# Finale gets a permanent price drop!



## Composer 2021 (Sep 2, 2022)

Exciting news from MakeMusic: The price of Finale is permanently being drastically reduced. List price is $300 instead of $600 and upgrade is $100 instead of $150. Very glad MM went this route instead of a subscription model!









Special Announcement Regarding Finale Pricing - Finale


As the Finale Summer Sale comes to a close, we are excited to share an important announcement regarding the future pricing of Finale.




www.finalemusic.com


----------



## Rudianos (Sep 2, 2022)

Composer 2021 said:


> Exciting news from MakeMusic: The price of Finale is permanently being drastically reduced. List price is $300 instead of $600 and upgrade is $100 instead of $150. Very glad MM went this route instead of a subscription model!
> 
> 
> 
> ...


that is great to here - still think this is the best engraving program there is. Maybe it is because I am used to it. If they could team up and do expression maps like Dorico and throw in a piano roll I would be happy LOL


----------



## Composer 2021 (Sep 2, 2022)

Rudianos said:


> that is great to here - still think this is the best engraving program there is. Maybe it is because I am used to it. If they could team up and do expression maps like Dorico and throw in a piano roll I would be happy LOL


My thought exactly. Add an actual dark mode to the wishlist.


----------



## signalpath (Sep 5, 2022)

▸ **EXTRACTED MATERIAL**:
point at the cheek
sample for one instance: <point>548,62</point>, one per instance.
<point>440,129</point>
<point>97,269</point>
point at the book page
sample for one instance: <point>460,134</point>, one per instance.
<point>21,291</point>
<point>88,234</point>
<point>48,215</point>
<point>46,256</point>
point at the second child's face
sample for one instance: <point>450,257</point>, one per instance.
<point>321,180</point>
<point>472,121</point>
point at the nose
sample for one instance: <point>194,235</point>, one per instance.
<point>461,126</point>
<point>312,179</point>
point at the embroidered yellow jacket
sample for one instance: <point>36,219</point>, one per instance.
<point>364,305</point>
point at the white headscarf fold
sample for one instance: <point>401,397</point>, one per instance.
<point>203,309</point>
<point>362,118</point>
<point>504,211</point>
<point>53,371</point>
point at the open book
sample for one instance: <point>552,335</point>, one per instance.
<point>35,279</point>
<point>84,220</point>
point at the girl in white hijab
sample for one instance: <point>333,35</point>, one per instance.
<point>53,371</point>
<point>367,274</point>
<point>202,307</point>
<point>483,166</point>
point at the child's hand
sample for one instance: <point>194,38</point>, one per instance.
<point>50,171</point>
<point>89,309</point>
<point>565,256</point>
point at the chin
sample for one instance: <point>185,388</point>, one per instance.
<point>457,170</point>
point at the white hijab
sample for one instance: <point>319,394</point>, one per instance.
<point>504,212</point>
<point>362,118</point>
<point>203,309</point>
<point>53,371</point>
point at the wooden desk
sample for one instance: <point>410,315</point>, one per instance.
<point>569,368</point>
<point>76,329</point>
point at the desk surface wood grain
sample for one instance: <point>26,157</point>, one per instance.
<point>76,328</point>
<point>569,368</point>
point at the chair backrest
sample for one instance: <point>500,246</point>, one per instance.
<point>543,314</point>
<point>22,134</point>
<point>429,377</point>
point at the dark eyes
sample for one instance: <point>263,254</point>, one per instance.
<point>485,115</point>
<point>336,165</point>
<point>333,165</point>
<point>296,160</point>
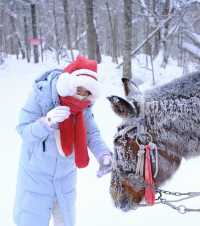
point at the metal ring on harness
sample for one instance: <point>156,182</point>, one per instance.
<point>144,134</point>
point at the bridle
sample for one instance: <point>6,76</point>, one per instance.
<point>136,177</point>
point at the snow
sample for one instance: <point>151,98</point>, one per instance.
<point>94,204</point>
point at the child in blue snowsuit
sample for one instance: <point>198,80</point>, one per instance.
<point>51,153</point>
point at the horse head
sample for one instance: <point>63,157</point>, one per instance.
<point>168,118</point>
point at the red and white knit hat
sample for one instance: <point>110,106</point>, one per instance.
<point>81,72</point>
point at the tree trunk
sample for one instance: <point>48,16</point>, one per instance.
<point>113,33</point>
<point>26,41</point>
<point>91,32</point>
<point>56,33</point>
<point>14,29</point>
<point>67,27</point>
<point>34,31</point>
<point>127,73</point>
<point>165,31</point>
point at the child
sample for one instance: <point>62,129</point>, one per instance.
<point>56,125</point>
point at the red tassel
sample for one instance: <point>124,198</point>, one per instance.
<point>149,190</point>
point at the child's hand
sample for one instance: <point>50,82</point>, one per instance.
<point>105,165</point>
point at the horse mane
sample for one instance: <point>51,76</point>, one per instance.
<point>183,87</point>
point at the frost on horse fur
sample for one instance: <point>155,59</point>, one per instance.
<point>171,115</point>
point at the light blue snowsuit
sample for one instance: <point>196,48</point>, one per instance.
<point>44,175</point>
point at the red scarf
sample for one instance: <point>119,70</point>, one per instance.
<point>73,131</point>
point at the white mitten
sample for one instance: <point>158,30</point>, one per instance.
<point>105,165</point>
<point>57,114</point>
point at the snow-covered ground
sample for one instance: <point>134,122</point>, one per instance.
<point>94,204</point>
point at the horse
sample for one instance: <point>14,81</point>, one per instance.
<point>167,116</point>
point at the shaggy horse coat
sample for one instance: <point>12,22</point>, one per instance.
<point>170,114</point>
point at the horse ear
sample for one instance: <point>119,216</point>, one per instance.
<point>123,108</point>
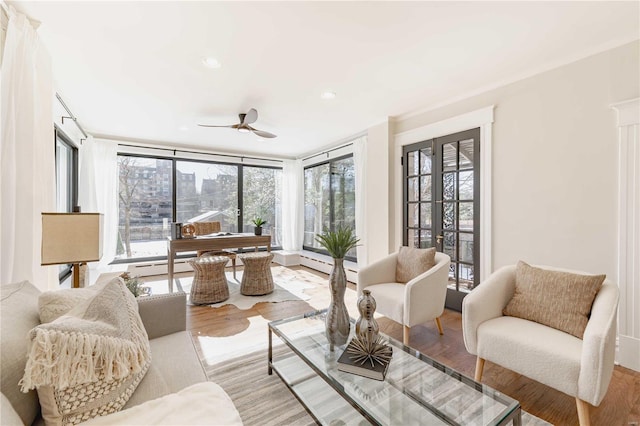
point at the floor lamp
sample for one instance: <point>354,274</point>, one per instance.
<point>74,238</point>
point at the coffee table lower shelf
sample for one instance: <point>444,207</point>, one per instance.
<point>321,401</point>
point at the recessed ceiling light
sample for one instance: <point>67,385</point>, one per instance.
<point>211,62</point>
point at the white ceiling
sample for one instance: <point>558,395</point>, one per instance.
<point>132,70</point>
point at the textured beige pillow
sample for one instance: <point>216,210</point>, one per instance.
<point>561,300</point>
<point>88,362</point>
<point>413,262</point>
<point>53,304</point>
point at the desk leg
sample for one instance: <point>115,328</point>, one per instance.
<point>270,355</point>
<point>170,258</point>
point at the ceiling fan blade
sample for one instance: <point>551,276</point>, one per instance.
<point>264,134</point>
<point>211,125</point>
<point>250,117</point>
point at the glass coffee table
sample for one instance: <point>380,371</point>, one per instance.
<point>416,389</point>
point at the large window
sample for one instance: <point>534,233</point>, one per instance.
<point>66,183</point>
<point>329,200</point>
<point>207,192</point>
<point>66,174</point>
<point>157,191</point>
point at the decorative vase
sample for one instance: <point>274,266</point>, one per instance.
<point>337,320</point>
<point>366,326</point>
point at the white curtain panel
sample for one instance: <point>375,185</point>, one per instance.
<point>360,167</point>
<point>292,208</point>
<point>98,190</point>
<point>27,155</point>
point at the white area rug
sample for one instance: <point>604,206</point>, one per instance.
<point>285,290</point>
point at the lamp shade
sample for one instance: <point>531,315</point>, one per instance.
<point>71,238</point>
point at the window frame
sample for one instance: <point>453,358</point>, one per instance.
<point>174,160</point>
<point>329,161</point>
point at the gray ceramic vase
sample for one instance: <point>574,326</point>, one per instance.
<point>367,327</point>
<point>337,320</point>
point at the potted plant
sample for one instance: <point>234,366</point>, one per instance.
<point>258,222</point>
<point>337,243</point>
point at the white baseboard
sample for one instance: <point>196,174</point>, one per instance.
<point>158,268</point>
<point>629,352</point>
<point>286,258</point>
<point>323,263</point>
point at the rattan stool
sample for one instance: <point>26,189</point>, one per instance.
<point>209,281</point>
<point>256,278</point>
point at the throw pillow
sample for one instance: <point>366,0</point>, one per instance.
<point>558,299</point>
<point>53,304</point>
<point>412,262</point>
<point>88,362</point>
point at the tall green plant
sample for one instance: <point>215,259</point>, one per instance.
<point>338,242</point>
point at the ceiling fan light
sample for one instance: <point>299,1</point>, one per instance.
<point>211,62</point>
<point>328,95</point>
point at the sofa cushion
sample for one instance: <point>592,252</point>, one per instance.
<point>88,362</point>
<point>412,262</point>
<point>200,404</point>
<point>558,299</point>
<point>533,350</point>
<point>19,310</point>
<point>53,304</point>
<point>163,377</point>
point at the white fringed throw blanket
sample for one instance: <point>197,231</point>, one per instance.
<point>88,362</point>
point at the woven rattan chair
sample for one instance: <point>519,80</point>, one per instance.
<point>256,278</point>
<point>205,228</point>
<point>209,281</point>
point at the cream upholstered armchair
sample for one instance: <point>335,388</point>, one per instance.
<point>417,301</point>
<point>581,368</point>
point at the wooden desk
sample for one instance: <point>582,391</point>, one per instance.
<point>211,243</point>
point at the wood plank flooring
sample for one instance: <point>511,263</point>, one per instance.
<point>621,405</point>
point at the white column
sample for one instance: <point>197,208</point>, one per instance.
<point>629,232</point>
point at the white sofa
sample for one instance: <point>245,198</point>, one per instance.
<point>581,368</point>
<point>175,364</point>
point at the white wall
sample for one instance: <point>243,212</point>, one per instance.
<point>554,161</point>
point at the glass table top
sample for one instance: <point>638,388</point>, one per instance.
<point>416,389</point>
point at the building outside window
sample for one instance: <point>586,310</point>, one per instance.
<point>329,200</point>
<point>204,191</point>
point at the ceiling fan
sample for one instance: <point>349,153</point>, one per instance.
<point>243,127</point>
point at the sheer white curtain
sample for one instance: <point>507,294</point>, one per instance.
<point>98,190</point>
<point>292,209</point>
<point>360,163</point>
<point>27,155</point>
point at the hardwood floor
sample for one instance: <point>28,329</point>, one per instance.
<point>621,405</point>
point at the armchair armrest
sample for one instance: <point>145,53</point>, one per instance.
<point>163,314</point>
<point>382,271</point>
<point>424,296</point>
<point>599,346</point>
<point>486,302</point>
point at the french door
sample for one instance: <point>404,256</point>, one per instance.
<point>441,205</point>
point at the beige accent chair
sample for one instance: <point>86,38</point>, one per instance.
<point>204,228</point>
<point>579,368</point>
<point>416,302</point>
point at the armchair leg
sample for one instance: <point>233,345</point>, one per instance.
<point>479,368</point>
<point>233,262</point>
<point>583,412</point>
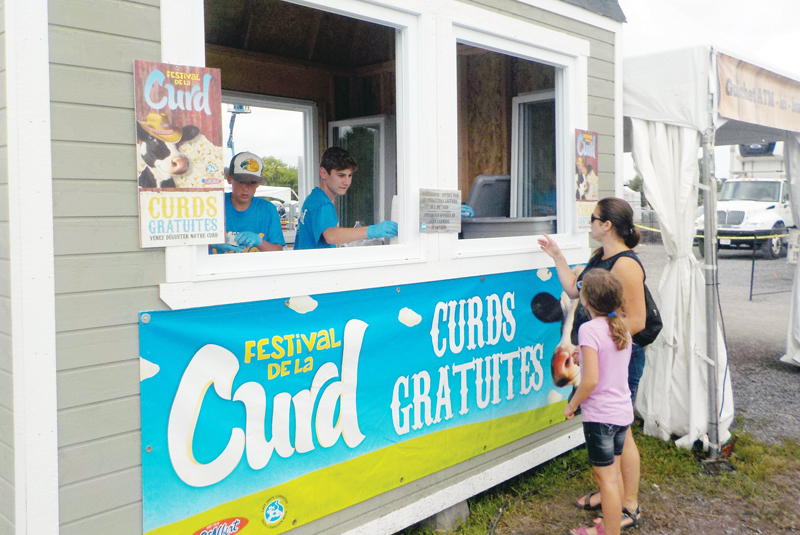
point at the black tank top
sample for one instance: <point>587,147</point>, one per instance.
<point>597,262</point>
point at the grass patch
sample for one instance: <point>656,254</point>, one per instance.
<point>761,491</point>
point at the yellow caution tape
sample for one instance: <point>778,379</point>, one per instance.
<point>770,236</point>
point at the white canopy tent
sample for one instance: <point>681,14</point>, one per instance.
<point>677,102</point>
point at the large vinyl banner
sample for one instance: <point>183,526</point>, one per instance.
<point>266,416</point>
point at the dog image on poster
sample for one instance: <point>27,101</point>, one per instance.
<point>586,180</point>
<point>178,126</point>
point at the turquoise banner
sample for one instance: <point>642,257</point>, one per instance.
<point>265,416</point>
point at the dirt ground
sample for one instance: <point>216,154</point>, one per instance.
<point>767,404</point>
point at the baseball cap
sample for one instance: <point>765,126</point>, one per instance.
<point>246,167</point>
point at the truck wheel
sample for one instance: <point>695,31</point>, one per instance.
<point>775,247</point>
<point>701,247</point>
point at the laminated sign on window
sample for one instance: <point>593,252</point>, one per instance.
<point>178,154</point>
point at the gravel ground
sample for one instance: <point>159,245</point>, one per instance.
<point>766,391</point>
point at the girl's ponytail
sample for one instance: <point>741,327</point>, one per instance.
<point>602,291</point>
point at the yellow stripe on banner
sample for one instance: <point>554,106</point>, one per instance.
<point>770,236</point>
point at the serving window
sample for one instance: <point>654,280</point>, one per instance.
<point>297,80</point>
<point>444,96</point>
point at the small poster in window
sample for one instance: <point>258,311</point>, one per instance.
<point>586,181</point>
<point>179,154</point>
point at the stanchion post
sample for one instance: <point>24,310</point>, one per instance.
<point>710,243</point>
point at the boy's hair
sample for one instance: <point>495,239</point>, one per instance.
<point>336,158</point>
<point>602,292</point>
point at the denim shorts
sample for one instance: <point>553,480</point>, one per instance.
<point>604,442</point>
<point>635,368</point>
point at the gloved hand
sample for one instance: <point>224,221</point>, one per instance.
<point>222,248</point>
<point>384,229</point>
<point>248,239</point>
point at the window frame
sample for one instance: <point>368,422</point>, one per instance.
<point>571,113</point>
<point>516,102</point>
<point>306,179</point>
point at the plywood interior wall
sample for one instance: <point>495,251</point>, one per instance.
<point>339,92</point>
<point>487,82</point>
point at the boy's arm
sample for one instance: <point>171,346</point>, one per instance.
<point>589,378</point>
<point>266,246</point>
<point>340,235</point>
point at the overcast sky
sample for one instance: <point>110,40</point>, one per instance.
<point>763,32</point>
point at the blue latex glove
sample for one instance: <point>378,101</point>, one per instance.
<point>248,239</point>
<point>223,248</point>
<point>384,229</point>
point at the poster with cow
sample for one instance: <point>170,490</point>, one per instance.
<point>179,163</point>
<point>586,180</point>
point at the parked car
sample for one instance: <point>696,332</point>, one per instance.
<point>751,213</point>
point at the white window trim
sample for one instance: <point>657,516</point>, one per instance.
<point>379,180</point>
<point>427,158</point>
<point>193,264</point>
<point>310,130</point>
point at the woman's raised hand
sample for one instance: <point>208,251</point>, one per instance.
<point>549,246</point>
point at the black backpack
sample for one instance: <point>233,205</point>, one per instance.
<point>653,322</point>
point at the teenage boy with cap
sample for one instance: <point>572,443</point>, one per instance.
<point>253,223</point>
<point>319,226</point>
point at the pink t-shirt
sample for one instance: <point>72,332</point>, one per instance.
<point>610,401</point>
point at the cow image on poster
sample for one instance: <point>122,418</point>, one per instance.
<point>159,148</point>
<point>564,364</point>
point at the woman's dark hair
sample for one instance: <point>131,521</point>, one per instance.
<point>602,292</point>
<point>620,213</point>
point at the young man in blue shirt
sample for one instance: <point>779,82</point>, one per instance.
<point>318,223</point>
<point>252,224</point>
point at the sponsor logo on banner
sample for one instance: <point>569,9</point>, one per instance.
<point>229,526</point>
<point>274,511</point>
<point>246,407</point>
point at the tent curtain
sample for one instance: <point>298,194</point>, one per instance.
<point>673,396</point>
<point>791,153</point>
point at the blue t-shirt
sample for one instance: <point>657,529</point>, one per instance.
<point>317,215</point>
<point>260,217</point>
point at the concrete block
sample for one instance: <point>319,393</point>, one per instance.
<point>450,518</point>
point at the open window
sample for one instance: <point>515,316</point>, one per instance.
<point>508,139</point>
<point>297,80</point>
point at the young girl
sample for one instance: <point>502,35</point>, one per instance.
<point>603,394</point>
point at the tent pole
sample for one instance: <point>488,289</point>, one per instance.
<point>710,244</point>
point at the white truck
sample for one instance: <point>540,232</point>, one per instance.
<point>751,212</point>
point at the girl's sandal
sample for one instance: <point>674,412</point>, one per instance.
<point>587,502</point>
<point>631,520</point>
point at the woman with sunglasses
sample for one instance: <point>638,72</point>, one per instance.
<point>612,226</point>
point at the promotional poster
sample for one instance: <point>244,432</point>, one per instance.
<point>269,415</point>
<point>179,154</point>
<point>586,180</point>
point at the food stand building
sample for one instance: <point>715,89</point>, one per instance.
<point>458,89</point>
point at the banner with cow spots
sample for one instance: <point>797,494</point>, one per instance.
<point>276,413</point>
<point>179,154</point>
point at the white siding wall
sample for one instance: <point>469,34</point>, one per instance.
<point>102,278</point>
<point>6,387</point>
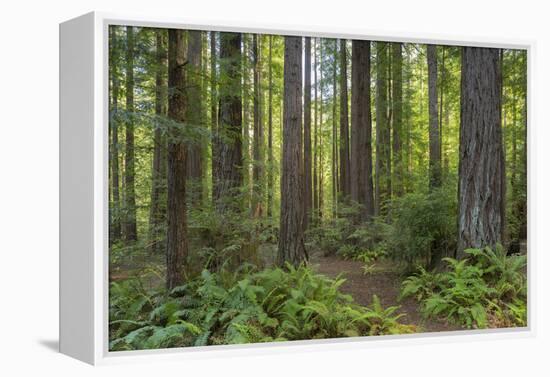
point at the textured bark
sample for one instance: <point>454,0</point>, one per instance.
<point>130,225</point>
<point>228,170</point>
<point>435,149</point>
<point>345,182</point>
<point>481,161</point>
<point>257,170</point>
<point>307,133</point>
<point>115,229</point>
<point>213,108</point>
<point>176,243</point>
<point>397,119</point>
<point>361,188</point>
<point>383,148</point>
<point>158,185</point>
<point>270,187</point>
<point>194,117</point>
<point>291,238</point>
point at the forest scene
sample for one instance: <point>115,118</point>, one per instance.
<point>267,188</point>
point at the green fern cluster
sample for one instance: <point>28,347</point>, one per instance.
<point>270,305</point>
<point>487,289</point>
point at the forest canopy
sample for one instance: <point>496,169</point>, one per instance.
<point>247,172</point>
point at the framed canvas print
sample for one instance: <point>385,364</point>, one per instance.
<point>234,189</point>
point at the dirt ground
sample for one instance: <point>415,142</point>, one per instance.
<point>384,283</point>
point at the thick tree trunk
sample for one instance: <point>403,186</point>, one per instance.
<point>130,224</point>
<point>176,243</point>
<point>257,170</point>
<point>291,238</point>
<point>397,118</point>
<point>307,133</point>
<point>345,181</point>
<point>194,117</point>
<point>228,171</point>
<point>115,216</point>
<point>361,188</point>
<point>383,135</point>
<point>270,187</point>
<point>435,155</point>
<point>156,212</point>
<point>481,165</point>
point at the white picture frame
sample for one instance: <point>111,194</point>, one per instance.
<point>84,191</point>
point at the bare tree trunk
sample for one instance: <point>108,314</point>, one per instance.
<point>156,214</point>
<point>345,164</point>
<point>397,118</point>
<point>130,228</point>
<point>361,129</point>
<point>257,170</point>
<point>176,242</point>
<point>291,239</point>
<point>383,149</point>
<point>481,164</point>
<point>270,187</point>
<point>307,133</point>
<point>229,175</point>
<point>435,156</point>
<point>193,117</point>
<point>115,216</point>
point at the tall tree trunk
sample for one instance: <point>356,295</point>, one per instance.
<point>435,156</point>
<point>361,188</point>
<point>307,133</point>
<point>130,225</point>
<point>115,216</point>
<point>176,241</point>
<point>345,163</point>
<point>270,187</point>
<point>291,238</point>
<point>194,117</point>
<point>316,137</point>
<point>383,149</point>
<point>156,213</point>
<point>229,175</point>
<point>397,118</point>
<point>213,109</point>
<point>257,170</point>
<point>481,167</point>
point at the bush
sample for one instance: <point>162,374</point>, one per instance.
<point>488,289</point>
<point>223,308</point>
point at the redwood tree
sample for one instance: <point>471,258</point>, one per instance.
<point>291,237</point>
<point>481,191</point>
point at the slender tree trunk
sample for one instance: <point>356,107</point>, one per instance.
<point>307,133</point>
<point>316,138</point>
<point>115,216</point>
<point>193,117</point>
<point>229,175</point>
<point>345,163</point>
<point>481,167</point>
<point>397,118</point>
<point>156,214</point>
<point>130,228</point>
<point>270,187</point>
<point>176,242</point>
<point>383,149</point>
<point>435,157</point>
<point>257,171</point>
<point>361,129</point>
<point>291,239</point>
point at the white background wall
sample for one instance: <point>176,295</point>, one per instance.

▸ **WORK TO COMPLETE**:
Answer these questions from the Finale pricing thread:
1. What is the new list price of Finale?
2. Which program does Rudianos name when wishing for expression maps?
3. What does Composer 2021 add to the wishlist?
The entries are separate material, apart from the Finale pricing thread.

▸ **WRITTEN SOLUTION**:
1. $300, down from $600.
2. Dorico.
3. An actual dark mode.